> [Problem]:
What you return should be the full listing, exactly as given.

☆ ☆ ☆

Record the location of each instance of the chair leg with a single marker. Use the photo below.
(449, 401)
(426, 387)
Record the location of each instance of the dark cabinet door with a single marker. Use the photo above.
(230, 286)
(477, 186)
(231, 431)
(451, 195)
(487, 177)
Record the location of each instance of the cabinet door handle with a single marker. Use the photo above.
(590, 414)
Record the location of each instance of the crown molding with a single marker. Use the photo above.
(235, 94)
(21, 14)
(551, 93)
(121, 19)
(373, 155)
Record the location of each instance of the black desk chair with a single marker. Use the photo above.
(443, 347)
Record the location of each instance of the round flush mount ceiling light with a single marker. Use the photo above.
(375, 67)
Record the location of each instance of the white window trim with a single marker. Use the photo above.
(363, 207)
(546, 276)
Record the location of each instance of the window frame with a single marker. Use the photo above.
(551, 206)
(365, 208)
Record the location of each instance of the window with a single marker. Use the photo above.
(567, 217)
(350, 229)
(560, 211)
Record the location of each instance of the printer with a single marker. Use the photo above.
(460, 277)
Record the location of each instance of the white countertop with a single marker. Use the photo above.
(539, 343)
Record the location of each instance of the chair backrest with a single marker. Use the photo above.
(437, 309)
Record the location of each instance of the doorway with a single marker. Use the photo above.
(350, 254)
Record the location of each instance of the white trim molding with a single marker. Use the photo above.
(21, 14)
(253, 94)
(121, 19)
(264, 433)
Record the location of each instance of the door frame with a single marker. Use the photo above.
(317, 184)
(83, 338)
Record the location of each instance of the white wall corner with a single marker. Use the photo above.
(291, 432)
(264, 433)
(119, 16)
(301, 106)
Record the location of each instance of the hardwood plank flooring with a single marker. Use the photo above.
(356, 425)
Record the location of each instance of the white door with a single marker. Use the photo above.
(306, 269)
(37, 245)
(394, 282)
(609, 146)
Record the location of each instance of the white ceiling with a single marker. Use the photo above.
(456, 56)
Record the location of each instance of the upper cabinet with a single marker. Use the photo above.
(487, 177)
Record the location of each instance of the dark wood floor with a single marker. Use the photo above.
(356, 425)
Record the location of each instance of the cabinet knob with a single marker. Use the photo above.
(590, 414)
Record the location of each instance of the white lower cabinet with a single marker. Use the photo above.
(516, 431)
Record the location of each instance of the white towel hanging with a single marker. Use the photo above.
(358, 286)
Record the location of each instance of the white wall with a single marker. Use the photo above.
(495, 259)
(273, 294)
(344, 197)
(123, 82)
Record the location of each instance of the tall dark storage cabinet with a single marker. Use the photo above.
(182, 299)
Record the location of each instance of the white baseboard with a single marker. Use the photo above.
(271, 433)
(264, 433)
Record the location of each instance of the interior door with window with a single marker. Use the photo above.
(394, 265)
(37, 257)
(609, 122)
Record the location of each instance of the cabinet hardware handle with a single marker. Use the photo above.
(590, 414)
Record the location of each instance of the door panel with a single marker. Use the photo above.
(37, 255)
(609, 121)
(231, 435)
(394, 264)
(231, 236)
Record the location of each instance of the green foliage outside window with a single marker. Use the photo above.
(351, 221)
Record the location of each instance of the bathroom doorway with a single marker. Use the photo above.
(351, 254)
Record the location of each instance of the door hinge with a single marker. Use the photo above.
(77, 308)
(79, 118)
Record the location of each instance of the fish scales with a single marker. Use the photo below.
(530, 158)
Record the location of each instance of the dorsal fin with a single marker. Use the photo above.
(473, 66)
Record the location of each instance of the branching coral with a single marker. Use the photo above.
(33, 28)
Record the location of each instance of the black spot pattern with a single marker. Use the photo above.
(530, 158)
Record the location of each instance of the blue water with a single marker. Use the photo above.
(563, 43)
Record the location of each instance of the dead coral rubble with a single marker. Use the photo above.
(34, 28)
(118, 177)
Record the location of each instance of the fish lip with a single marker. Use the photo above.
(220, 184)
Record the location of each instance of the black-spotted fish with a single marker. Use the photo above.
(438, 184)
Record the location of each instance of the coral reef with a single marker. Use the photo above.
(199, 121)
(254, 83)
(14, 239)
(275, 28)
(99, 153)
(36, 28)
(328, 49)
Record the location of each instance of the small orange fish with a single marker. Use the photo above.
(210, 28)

☆ ☆ ☆

> [Completed exercise]:
Record the location of each instance of the chair leg with a single marker. Use the photo below.
(449, 401)
(426, 387)
Record the location of each instance of the dark cabinet door with a single marker. Use the photo above.
(230, 286)
(477, 186)
(231, 431)
(451, 195)
(487, 177)
Record the location of each instance of the cabinet door handle with a single marker. Use the photo above.
(590, 414)
Record the location of each instance of the crown molding with a single marker. Use the photo above.
(235, 94)
(21, 14)
(551, 93)
(121, 19)
(373, 155)
Record the location of each instance of the black desk chair with a single marker. Use the photo above.
(443, 347)
Record the location of each instance of the round flush mount ceiling light with a single marker. Use the photo above.
(375, 67)
Record the location of each instance of the white window trim with a single marker. Use the photo above.
(363, 207)
(546, 276)
Record the location of each instance of the window frame with a single marker. Use the photo above.
(551, 206)
(365, 208)
Record the location of each instance of the window with a single marker. Use the photo above.
(567, 217)
(350, 229)
(560, 211)
Record the location of each instance of the printer with a single marker. Use the photo above.
(460, 277)
Record the location of each instance of the white countertop with a single marker. Use the photo above.
(539, 343)
Record the location of each instance of the chair backrest with a single marker. Use the photo above.
(437, 309)
Record the location of each instance of the doorway with a single marker. Use the photo above.
(350, 254)
Record the location of each instance of the white trim molding with a single marker. Use the photo above.
(21, 14)
(253, 94)
(121, 19)
(264, 433)
Record the location of each instance of the door frame with a single marker. Use the photo above.
(317, 184)
(83, 338)
Record the location of each instance of the white wall corner with a single marker. Use the photo above.
(291, 432)
(264, 433)
(119, 16)
(301, 106)
Record the location of each instance of the hardwood plank flooring with a single marker. Use the photo above.
(356, 425)
Record the location of each instance of the white door with a single marker. Use the photo above.
(306, 269)
(37, 245)
(394, 282)
(609, 146)
Record the location of each instance of the white ceiling with a single marker. Use the photo above.
(456, 56)
Record the location of each instance of the upper cabinet with a single marker. Use the photo above.
(487, 177)
Record the location of each instance of the dark wood floor with a single marker. Use the photo above.
(356, 425)
Record the location of each instance of the cabinet knob with a single marker. Use the photo above.
(590, 414)
Record the location of each instance of the white lower cabinet with a single marker. Use the photo above.
(516, 431)
Record the location of each instance of the white towel hanging with a single marker. Use the photo above.
(358, 286)
Record the location of each instance of the white wall with a single marker. Use the photo above.
(495, 259)
(273, 294)
(344, 197)
(123, 82)
Record the location of each instance of the tall dark storage cabinet with a single marker. Use the photo above.
(182, 299)
Record the location of each instance of the white baseboard with a single marker. Use the photo above.
(271, 433)
(264, 433)
Record the location of each instance of the interior door with window with a single marker. Use the photo above.
(394, 265)
(37, 257)
(609, 122)
Record the location of each instance of the cabinet hardware handle with a single marker. Use the photo above.
(590, 414)
Record the location of each instance of the door panel with a single marker. Use the photo above.
(37, 255)
(609, 121)
(231, 435)
(394, 264)
(231, 236)
Record the location of each instance of the green foliage outside window with a single marker. Use the photo above.
(351, 221)
Record the location of each instance of the bathroom doorway with a single marker. Use the photo above.
(351, 254)
Record the location of each instance of the door hinge with a single marker. Use the photo above.
(77, 308)
(79, 118)
Record the location of each instance of the fish scales with a single marker. Use the photo below.
(530, 158)
Record the location of each instance of the dorsal fin with a single marker. Use the photo above.
(473, 66)
Record the location of each instance of the branching coral with a single marker. Use the photo above.
(33, 28)
Record the location of each instance of the black spot pattern with a single marker. Use the photo above.
(530, 158)
Record the location of each instance of the blue water with a single marker. Use the photo above.
(563, 43)
Record the location of each instance of the dead coral rubble with a single marker. Use the photo above.
(34, 28)
(118, 177)
Record the location of each instance of the fish lip with a single marker. Use the photo above.
(220, 184)
Record the location of each instance of the black-spotted fish with a single marker. Use the photo above.
(438, 184)
Record the location of each instance of the coral reef with a single marker. Use the photo above.
(199, 121)
(254, 83)
(14, 239)
(275, 28)
(99, 153)
(36, 28)
(328, 49)
Record the location of each instance of the small orange fish with a single marker. Use the photo above.
(210, 28)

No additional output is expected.